SUPPLIED MATERIAL Block Start
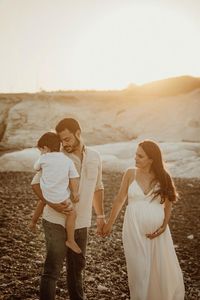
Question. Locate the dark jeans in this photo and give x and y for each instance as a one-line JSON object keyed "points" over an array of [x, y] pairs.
{"points": [[55, 236]]}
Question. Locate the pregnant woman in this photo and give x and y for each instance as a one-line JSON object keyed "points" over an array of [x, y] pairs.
{"points": [[153, 268]]}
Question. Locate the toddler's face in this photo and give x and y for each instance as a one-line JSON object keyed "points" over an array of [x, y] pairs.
{"points": [[44, 150]]}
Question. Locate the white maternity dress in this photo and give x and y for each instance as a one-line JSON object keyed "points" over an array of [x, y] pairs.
{"points": [[152, 265]]}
SUPPLIED MATERIAL Block End
◆ **PROBLEM DETAILS**
Output must be limited to the lines beginning with the one that contains "Question. Locate the toddler's" and ending with the last line of the entries, reproduced exactly.

◆ **SOLUTION TO THIS TASK**
Question. Locate the toddler's face in this photo and give x and y for each instance as a one-line JSON object keyed "points" over an array of [x, y] pairs.
{"points": [[44, 150]]}
Question. Locate the white maternity dress in this photo and give x and y for each instance as a one-line JSON object keyed "points" over an array of [x, y] pairs.
{"points": [[152, 265]]}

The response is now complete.